Text for analysis:

------

The control of valve size and function is a dynamic process that may be modulated by vasoactive factors. The exact response of different regions of the cusp tissue with regard to extent and direction could influence valve shape, function and response to stress.


Porcine aortic valve cusps were cut into either circumferential (basal, belly and coapting edge) or radial (left, center and right) strips. Together with an intact cusp orientated circumferentially, specimens were set up in isolated organ baths.

------

Recorded data:
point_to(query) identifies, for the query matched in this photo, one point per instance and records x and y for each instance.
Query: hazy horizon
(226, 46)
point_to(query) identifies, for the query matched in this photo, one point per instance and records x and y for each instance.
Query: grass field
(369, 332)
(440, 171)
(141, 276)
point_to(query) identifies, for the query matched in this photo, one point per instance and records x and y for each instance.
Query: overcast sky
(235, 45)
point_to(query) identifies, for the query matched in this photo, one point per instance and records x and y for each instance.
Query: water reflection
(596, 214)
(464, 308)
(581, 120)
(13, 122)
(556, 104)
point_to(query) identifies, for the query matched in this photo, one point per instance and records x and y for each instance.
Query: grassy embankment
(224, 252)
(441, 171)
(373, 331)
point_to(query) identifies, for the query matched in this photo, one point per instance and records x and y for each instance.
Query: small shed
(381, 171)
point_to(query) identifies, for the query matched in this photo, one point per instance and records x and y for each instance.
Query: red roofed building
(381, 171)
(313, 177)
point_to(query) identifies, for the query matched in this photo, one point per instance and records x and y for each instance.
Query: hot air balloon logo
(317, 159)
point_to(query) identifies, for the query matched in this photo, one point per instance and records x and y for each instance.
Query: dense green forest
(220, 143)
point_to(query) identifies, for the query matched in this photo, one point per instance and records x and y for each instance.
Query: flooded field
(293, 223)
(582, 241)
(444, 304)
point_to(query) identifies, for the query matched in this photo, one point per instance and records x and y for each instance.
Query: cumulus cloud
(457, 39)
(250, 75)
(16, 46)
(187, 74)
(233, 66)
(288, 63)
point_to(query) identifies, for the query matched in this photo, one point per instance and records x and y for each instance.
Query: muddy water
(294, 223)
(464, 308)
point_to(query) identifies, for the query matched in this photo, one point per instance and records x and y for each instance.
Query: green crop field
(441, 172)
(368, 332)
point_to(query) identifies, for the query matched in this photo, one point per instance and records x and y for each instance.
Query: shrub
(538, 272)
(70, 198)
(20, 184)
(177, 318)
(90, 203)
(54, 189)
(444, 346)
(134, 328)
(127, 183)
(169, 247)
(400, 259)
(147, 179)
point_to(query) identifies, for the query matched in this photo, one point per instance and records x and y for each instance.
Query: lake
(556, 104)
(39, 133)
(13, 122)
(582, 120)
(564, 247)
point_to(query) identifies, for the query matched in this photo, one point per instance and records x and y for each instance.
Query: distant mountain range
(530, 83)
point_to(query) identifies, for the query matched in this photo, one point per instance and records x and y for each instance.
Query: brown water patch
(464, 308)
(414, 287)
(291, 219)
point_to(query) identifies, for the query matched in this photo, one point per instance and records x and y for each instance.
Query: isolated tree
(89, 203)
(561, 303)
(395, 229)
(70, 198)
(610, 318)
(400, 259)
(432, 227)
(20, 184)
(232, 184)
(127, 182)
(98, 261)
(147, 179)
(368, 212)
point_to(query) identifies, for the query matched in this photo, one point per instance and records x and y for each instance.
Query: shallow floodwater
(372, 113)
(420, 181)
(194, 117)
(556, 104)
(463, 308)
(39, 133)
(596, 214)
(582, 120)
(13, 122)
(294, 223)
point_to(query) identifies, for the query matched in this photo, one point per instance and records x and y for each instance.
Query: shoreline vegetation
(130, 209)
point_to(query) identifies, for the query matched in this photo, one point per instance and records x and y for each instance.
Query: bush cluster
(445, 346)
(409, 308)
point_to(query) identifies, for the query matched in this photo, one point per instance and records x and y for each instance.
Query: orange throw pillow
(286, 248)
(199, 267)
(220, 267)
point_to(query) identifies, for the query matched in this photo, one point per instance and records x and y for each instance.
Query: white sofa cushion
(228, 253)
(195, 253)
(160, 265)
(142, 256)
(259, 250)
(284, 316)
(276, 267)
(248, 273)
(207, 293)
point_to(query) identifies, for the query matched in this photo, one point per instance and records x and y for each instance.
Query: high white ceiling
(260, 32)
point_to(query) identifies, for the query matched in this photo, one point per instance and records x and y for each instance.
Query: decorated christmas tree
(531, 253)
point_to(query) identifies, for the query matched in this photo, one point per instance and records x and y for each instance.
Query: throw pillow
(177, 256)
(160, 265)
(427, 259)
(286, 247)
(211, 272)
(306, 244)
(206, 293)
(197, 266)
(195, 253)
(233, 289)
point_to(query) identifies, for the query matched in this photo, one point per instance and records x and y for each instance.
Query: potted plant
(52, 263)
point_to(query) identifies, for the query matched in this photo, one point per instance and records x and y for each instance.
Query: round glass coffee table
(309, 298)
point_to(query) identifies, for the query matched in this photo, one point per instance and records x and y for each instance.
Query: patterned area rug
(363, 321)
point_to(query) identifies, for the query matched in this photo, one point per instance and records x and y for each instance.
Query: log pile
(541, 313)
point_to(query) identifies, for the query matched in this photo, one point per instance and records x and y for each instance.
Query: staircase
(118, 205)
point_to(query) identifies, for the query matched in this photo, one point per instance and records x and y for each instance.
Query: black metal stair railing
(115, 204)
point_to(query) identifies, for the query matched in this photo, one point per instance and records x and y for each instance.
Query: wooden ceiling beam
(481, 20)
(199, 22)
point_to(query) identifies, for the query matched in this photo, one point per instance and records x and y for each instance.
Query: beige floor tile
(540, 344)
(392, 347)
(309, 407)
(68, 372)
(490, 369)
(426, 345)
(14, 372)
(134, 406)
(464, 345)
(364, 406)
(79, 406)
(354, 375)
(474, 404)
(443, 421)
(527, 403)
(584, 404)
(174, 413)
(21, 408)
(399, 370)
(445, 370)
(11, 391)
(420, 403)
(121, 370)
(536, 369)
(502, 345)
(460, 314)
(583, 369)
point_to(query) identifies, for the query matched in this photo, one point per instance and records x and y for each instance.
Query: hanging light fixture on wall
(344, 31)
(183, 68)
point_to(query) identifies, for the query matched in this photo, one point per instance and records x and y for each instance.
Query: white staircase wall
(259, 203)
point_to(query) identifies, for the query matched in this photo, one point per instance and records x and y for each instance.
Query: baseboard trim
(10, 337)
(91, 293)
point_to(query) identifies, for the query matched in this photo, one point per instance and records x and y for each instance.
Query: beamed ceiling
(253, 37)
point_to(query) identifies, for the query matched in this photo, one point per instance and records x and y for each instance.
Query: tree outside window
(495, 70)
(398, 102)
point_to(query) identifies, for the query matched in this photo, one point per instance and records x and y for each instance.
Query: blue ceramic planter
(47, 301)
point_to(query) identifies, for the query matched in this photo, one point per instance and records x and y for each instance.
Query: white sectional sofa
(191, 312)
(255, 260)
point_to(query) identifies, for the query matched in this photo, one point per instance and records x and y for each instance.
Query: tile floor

------

Problem statement:
Could you update the passage on aortic valve cusps by writing it out again between "The control of" and "isolated organ baths.", inclusive, with "Porcine" replaced by "Bovine"?

Response box:
The control of valve size and function is a dynamic process that may be modulated by vasoactive factors. The exact response of different regions of the cusp tissue with regard to extent and direction could influence valve shape, function and response to stress.


Bovine aortic valve cusps were cut into either circumferential (basal, belly and coapting edge) or radial (left, center and right) strips. Together with an intact cusp orientated circumferentially, specimens were set up in isolated organ baths.